- _PROBLEM TO SOLVE_: Entries follow. Give back exactly the lines starting at the one containing "Examine the picture below." and ending at the one containing "Target: dark stained wood door", and no other lines.

- _GIVEN ENTRIES_:
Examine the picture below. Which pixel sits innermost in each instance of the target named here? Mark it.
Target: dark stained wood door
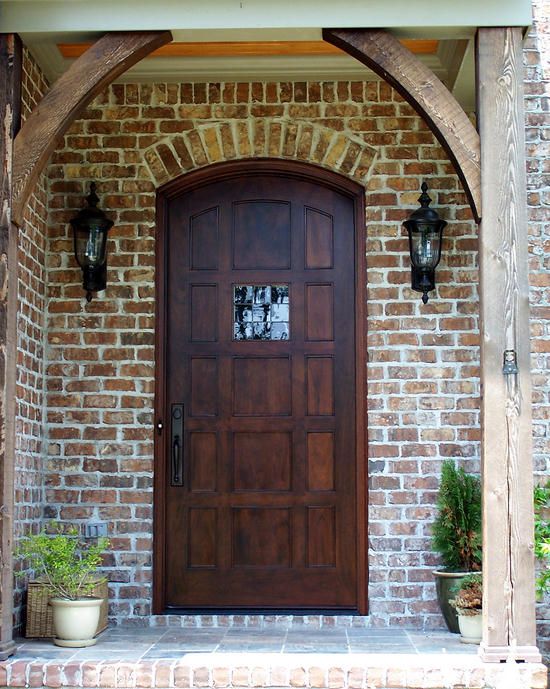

--

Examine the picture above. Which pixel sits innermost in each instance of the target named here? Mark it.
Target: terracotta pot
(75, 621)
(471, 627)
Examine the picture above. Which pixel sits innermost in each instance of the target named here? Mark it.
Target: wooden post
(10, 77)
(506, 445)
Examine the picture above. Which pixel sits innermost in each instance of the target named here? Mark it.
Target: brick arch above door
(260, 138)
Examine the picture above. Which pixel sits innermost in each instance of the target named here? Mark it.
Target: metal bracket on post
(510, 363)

- _RESPONSE_:
Examine the picture below. Which pixel sits innermost in each instance of the target named here? Mark it.
Target: dark stained wood door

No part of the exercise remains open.